>> BEGIN PROVIDED INFORMATION
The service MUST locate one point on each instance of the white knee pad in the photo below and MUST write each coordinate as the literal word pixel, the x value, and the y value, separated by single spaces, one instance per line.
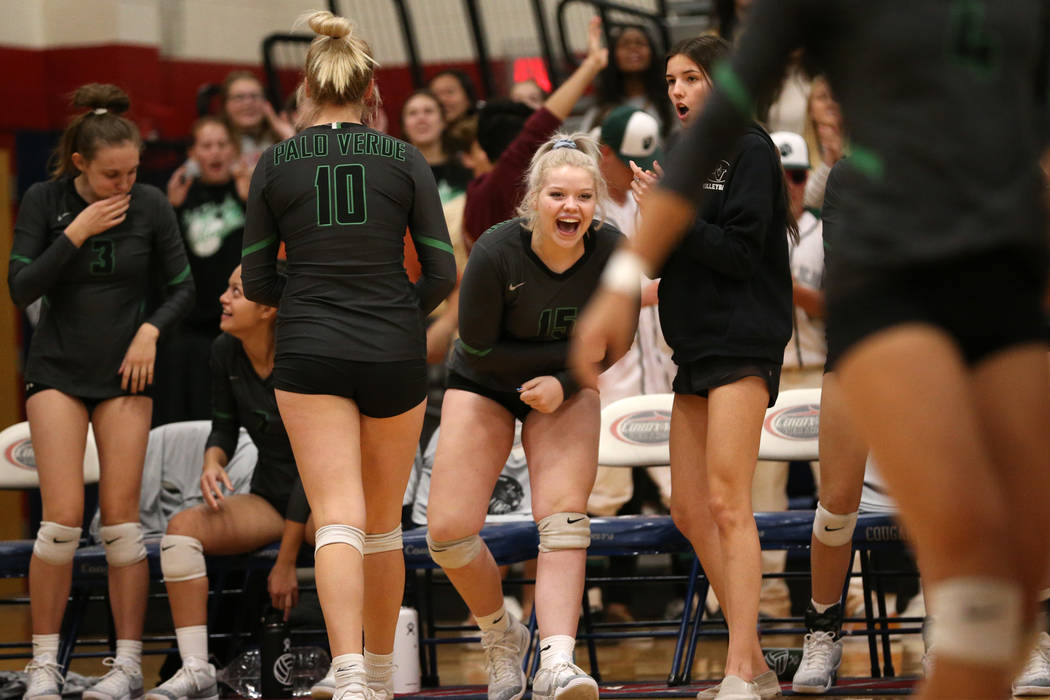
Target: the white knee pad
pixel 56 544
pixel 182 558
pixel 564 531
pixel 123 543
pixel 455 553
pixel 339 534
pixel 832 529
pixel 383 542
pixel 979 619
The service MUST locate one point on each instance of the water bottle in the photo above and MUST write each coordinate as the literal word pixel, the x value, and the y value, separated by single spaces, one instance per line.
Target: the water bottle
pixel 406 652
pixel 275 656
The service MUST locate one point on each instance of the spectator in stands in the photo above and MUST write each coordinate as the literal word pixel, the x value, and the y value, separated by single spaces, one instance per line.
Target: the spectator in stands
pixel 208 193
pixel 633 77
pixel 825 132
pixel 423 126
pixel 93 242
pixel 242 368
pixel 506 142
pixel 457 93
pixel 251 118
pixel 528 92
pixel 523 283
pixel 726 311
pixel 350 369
>> END PROVIDED INFORMATION
>> BEGIN PROVIDED INFORMATION
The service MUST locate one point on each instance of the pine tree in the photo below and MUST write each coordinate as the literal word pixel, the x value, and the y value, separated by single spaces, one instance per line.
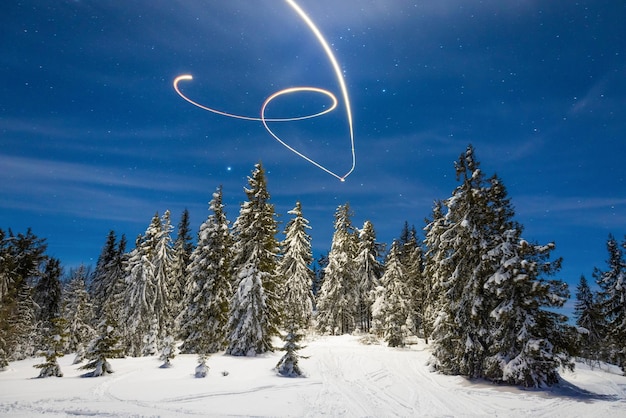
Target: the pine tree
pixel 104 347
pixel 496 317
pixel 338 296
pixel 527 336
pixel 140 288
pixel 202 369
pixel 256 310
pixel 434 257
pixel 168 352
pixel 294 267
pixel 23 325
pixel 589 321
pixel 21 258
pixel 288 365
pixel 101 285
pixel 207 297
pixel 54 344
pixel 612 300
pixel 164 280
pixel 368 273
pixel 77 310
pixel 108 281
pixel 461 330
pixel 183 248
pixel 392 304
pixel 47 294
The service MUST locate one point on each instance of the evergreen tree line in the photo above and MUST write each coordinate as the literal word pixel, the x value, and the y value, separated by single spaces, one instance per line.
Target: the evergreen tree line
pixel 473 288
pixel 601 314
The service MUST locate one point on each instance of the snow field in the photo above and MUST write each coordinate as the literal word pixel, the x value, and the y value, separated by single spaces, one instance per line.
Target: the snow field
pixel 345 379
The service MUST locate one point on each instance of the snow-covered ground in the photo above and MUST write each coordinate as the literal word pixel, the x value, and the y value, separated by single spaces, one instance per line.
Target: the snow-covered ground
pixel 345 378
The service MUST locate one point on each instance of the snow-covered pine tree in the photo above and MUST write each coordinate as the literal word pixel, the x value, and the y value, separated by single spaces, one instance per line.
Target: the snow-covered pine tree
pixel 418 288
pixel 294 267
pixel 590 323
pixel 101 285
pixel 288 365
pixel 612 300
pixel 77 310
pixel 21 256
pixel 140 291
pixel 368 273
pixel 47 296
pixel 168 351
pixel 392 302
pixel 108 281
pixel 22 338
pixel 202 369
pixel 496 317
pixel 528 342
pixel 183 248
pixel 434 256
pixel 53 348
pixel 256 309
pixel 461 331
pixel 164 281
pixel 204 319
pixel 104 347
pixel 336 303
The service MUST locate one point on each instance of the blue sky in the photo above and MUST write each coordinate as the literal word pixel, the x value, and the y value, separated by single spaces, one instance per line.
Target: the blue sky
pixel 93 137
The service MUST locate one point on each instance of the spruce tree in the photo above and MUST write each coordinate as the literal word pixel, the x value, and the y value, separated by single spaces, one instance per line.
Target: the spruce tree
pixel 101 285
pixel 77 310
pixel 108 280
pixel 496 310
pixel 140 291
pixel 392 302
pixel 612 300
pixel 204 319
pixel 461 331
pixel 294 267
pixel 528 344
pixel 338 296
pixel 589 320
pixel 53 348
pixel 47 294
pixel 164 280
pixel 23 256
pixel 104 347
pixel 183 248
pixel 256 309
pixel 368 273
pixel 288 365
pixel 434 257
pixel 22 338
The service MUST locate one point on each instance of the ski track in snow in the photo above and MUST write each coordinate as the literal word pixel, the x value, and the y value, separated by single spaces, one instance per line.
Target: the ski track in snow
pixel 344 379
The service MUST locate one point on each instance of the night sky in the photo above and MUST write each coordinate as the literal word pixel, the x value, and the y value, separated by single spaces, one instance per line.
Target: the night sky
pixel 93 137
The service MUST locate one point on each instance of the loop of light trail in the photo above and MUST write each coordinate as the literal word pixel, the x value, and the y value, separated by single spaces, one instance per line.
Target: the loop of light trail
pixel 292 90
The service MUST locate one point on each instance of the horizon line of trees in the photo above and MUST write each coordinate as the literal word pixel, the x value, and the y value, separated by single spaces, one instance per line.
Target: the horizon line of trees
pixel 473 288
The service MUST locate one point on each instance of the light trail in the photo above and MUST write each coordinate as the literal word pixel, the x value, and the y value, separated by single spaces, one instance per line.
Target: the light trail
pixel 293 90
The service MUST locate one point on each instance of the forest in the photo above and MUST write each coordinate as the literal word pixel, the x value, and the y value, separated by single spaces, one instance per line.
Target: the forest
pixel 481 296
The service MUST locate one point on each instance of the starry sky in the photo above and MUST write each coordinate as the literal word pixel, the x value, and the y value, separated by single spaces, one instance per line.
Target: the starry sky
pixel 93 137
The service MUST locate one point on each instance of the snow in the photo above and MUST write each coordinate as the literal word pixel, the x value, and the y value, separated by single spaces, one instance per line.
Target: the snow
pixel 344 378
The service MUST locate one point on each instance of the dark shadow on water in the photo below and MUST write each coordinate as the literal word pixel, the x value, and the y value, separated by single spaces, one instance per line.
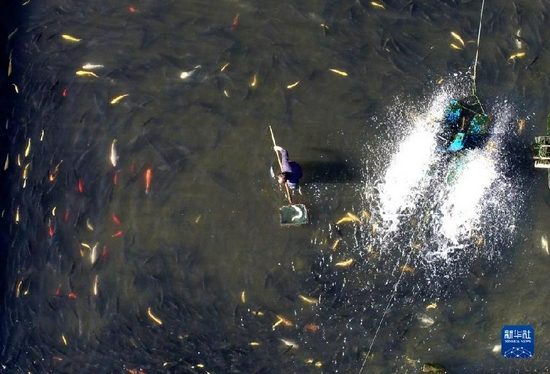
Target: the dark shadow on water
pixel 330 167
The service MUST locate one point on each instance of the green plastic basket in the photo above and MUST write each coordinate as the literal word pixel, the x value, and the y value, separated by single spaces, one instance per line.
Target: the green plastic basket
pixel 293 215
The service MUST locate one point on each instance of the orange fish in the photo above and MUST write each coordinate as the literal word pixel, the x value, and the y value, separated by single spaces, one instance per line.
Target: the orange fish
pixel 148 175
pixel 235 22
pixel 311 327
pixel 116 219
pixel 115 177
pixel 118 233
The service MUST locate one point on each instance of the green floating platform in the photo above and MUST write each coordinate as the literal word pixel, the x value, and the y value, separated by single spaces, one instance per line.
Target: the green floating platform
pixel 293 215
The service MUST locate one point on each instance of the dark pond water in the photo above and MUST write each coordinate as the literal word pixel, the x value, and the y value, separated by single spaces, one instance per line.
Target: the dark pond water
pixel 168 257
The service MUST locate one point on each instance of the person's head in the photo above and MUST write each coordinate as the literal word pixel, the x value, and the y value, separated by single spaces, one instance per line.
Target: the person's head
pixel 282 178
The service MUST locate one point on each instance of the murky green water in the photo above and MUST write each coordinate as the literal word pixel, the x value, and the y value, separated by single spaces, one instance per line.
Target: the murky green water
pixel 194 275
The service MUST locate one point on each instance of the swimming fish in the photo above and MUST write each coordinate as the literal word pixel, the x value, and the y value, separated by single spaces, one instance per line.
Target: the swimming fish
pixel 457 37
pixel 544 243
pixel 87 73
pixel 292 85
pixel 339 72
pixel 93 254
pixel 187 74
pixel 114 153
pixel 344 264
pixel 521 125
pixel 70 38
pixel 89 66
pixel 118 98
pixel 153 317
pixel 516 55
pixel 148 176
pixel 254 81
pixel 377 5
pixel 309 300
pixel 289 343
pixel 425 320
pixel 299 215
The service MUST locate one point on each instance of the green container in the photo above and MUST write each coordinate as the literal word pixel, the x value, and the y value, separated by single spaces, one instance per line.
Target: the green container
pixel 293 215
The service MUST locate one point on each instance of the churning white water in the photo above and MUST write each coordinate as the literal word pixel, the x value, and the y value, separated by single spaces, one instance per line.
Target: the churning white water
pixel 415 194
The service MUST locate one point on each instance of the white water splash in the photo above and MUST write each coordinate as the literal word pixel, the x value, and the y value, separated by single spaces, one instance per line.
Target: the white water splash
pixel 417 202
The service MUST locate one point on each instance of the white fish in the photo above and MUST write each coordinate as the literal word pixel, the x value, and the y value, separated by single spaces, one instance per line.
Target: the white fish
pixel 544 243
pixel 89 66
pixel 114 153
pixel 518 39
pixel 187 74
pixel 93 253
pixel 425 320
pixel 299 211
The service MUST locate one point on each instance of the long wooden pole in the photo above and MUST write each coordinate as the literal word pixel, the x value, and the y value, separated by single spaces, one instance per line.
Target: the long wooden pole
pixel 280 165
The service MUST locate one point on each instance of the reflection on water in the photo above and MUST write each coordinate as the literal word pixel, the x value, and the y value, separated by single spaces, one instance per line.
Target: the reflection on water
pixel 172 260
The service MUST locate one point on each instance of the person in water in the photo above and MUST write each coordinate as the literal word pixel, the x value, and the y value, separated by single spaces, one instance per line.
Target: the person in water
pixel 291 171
>> END PROVIDED INFORMATION
[BRIEF] Reproduce, unchanged, everything in the records above from the line containing "of the horizon" down to the line containing "pixel 344 378", including both of those lines.

[OUTPUT BELOW]
The service MUST locate one point on each instance of the horizon line of trees in the photo above and MUST write each coordinate as the literal word pixel, the x value, and the y value, separated by single spaces, one instance per line.
Target: the horizon line of trees
pixel 473 288
The service MUST locate one point on each instance of the light trail in the photo above and MUST write each coordinate as the literal word pixel, the x value, and the y value, separated by single spaces, one instance per line.
Target: the light trail
pixel 293 90
The service MUST locate one point on each instance of the forest in the photo above and MUST write each coordinate as the literal word pixel, the x value, and the y value, separated by single spaces, one instance per line.
Target: the forest
pixel 481 296
The service MUST locate one point on each instance of the starry sky in the photo above and MUST write each coordinate as the literal word pixel, the x value, and the y value, separated by single spaces, one instance per line.
Target: the starry sky
pixel 93 137
The service MUST locate one point on each instance of the snow in the photo above and MUST write each coordinate as the literal word pixel, the x value, and the y value, separated by single spaces, one instance per line.
Target: the snow
pixel 344 378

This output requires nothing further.